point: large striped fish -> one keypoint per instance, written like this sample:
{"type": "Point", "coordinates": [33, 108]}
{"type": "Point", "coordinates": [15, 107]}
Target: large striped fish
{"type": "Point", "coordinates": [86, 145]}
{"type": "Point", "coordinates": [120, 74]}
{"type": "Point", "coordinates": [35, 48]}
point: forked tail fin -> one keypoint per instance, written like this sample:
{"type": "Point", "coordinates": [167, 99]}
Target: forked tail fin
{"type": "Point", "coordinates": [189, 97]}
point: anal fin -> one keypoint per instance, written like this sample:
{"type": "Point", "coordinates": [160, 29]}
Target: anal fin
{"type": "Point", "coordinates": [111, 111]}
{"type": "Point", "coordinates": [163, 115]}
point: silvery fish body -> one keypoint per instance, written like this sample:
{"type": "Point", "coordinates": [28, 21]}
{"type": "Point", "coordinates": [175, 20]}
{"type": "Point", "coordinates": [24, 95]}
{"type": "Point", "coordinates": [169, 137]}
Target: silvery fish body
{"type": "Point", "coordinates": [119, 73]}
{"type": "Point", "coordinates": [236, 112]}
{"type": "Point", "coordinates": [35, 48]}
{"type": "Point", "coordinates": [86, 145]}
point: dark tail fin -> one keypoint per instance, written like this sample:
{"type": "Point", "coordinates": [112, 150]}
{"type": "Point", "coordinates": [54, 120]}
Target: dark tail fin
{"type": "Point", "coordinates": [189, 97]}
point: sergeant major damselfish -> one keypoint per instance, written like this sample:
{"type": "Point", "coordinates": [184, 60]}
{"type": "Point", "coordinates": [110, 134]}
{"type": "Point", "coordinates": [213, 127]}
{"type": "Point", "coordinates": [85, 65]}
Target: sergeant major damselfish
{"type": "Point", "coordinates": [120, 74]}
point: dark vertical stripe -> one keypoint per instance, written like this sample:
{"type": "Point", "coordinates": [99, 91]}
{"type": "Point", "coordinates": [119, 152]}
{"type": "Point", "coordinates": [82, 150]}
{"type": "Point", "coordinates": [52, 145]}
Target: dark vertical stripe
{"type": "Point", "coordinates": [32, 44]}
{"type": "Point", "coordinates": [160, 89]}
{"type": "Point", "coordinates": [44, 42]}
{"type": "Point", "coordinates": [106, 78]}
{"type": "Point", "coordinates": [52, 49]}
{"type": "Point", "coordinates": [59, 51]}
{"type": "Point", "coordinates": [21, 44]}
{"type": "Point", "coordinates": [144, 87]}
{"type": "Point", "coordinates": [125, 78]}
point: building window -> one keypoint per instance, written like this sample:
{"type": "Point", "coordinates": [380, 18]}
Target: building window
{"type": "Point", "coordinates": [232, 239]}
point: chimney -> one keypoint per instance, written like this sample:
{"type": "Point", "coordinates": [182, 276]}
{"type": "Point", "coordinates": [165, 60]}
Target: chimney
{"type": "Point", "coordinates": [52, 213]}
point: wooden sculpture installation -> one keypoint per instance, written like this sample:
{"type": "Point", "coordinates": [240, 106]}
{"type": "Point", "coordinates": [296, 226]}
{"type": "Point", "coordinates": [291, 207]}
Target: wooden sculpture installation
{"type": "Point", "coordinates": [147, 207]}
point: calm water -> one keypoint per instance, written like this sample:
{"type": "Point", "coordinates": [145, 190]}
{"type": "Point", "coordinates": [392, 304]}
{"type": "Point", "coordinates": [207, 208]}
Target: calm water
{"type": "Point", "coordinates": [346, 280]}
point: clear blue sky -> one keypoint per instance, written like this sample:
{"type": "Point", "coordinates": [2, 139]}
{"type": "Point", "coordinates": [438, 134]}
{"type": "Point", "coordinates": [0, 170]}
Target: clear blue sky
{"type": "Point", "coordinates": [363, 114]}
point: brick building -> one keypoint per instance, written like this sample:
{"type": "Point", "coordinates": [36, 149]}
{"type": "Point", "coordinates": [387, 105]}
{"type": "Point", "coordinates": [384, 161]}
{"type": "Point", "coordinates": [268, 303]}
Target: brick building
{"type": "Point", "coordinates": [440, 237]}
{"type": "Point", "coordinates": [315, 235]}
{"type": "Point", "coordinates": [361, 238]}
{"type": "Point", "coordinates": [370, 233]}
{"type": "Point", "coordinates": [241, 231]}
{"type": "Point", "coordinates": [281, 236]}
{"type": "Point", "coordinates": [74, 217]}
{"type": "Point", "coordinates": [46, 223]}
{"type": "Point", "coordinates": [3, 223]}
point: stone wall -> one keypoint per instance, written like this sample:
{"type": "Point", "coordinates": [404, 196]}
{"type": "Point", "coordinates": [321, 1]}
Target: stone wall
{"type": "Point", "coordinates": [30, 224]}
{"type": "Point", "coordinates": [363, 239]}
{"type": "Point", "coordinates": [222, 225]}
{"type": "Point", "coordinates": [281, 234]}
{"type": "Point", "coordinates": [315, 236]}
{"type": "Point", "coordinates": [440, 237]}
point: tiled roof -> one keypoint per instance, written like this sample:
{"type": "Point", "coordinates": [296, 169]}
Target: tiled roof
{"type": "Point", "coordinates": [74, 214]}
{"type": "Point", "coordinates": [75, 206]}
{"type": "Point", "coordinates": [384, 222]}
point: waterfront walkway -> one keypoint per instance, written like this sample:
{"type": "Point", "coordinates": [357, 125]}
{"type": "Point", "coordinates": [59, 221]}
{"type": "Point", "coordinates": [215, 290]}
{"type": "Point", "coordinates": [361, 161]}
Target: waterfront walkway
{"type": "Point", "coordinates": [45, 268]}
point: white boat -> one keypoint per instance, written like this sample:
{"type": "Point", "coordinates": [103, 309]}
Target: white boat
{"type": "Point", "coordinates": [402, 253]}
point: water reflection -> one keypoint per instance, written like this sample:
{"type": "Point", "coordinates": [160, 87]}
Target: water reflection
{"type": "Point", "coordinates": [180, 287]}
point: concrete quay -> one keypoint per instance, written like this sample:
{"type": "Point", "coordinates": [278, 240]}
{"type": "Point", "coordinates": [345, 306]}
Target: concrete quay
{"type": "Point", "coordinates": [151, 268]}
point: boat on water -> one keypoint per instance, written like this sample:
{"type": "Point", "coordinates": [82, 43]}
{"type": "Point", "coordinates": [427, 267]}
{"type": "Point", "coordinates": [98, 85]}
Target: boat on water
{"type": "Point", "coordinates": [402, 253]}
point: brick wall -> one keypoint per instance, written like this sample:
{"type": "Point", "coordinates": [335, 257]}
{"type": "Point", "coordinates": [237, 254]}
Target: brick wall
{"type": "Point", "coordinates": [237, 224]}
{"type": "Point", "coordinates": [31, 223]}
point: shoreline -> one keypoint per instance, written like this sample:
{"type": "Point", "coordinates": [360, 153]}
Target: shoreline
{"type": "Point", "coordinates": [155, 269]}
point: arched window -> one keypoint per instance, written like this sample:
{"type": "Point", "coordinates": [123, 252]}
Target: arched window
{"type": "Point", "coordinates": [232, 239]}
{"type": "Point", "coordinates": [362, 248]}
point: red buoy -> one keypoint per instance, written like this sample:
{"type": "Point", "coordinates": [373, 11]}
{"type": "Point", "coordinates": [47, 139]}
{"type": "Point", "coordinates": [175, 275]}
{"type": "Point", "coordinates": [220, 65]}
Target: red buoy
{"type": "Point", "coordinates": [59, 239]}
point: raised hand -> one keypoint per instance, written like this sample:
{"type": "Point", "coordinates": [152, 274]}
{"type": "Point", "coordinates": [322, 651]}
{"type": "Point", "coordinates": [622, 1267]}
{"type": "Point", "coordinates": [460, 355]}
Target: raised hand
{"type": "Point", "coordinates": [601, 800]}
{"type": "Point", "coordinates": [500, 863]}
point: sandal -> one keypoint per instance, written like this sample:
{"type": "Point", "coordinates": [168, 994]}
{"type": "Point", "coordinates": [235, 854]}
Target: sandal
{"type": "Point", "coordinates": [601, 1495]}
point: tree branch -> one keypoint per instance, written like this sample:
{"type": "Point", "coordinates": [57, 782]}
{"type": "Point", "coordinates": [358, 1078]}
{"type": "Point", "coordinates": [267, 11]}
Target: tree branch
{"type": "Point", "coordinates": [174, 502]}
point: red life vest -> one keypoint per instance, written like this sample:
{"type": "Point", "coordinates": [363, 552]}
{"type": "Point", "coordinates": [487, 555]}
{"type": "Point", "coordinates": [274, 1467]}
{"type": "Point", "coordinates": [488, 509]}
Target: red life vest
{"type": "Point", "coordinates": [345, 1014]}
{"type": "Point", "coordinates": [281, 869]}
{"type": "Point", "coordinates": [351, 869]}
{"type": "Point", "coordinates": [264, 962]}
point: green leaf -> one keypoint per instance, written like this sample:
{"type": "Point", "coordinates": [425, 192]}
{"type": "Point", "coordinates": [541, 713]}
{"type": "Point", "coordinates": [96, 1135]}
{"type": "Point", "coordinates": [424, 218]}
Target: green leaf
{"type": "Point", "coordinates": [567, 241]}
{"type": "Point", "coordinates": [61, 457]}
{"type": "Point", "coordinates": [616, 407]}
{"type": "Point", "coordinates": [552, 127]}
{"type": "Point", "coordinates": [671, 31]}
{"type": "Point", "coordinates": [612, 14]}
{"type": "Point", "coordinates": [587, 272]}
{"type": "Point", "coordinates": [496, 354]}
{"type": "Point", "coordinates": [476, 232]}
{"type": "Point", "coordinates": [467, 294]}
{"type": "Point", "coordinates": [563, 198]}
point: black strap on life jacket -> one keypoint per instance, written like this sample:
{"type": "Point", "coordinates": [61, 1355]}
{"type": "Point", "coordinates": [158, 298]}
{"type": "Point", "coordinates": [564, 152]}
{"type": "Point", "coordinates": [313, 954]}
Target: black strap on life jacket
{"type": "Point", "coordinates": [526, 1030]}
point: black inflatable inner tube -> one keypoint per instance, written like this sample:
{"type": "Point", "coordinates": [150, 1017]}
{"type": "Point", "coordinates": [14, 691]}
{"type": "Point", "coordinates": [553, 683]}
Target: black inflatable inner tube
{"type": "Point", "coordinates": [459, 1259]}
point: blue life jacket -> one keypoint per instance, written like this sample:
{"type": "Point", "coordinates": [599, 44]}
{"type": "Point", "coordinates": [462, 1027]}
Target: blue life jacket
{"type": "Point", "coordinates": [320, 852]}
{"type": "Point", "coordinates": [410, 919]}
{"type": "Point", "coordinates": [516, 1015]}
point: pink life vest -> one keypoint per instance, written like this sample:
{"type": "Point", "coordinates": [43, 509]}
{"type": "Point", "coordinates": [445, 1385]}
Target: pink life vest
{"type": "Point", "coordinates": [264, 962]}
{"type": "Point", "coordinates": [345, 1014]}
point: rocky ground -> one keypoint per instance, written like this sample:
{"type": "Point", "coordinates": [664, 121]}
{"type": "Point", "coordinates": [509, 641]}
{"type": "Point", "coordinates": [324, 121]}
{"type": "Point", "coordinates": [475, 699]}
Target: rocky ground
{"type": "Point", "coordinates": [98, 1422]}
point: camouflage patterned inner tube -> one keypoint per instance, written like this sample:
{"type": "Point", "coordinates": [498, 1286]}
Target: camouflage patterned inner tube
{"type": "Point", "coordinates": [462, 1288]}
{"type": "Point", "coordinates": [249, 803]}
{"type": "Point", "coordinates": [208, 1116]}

▸ Task prompt
Repeat, exactly and only, the lines from the beginning of the material through the line that contains "point: forked tail".

▸ Exercise output
point: large striped fish -> one keypoint per instance, written like this sample:
{"type": "Point", "coordinates": [33, 108]}
{"type": "Point", "coordinates": [15, 107]}
Target: large striped fish
{"type": "Point", "coordinates": [86, 145]}
{"type": "Point", "coordinates": [120, 74]}
{"type": "Point", "coordinates": [35, 48]}
point: forked tail fin -> one keypoint per instance, written like this sample:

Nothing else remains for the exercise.